## Directions:
Pull out every line of the material below that contains the string "wooden", matching case exactly, and copy each such line in full.

## Provided data:
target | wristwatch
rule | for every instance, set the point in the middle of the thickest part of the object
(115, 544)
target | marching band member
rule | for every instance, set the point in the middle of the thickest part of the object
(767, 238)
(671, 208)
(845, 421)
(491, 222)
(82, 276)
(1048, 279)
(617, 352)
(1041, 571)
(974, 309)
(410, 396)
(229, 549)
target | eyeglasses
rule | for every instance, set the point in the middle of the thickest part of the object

--

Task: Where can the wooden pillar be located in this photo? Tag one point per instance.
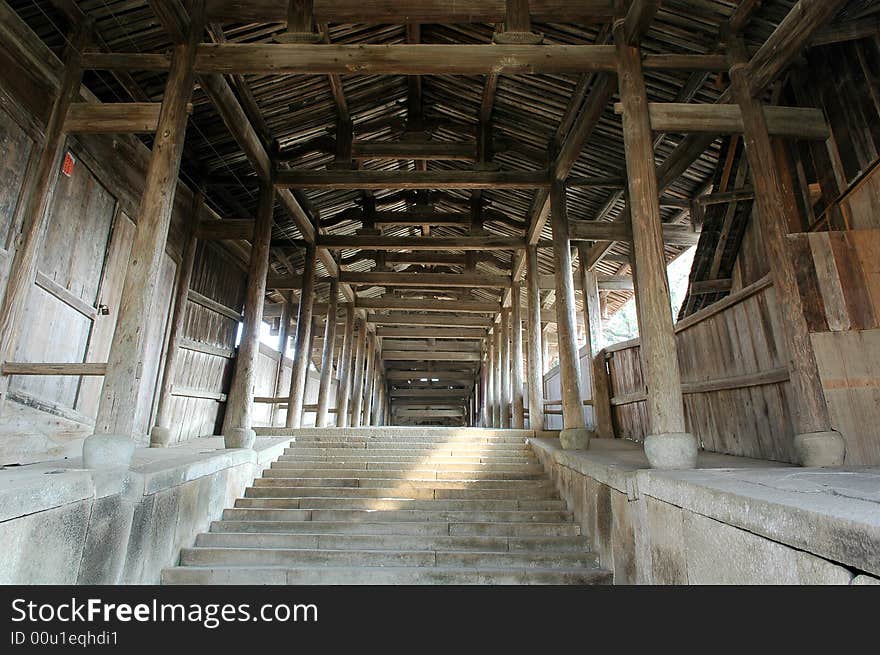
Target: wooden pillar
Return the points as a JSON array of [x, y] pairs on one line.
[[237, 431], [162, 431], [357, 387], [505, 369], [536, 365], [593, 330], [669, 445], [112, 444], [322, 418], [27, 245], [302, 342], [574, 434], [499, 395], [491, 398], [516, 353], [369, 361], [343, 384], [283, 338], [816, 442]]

## Reply to the exercise:
Task: Where can the wooden pillar be located in this photo? Tag one point per instance.
Target: wooden pillar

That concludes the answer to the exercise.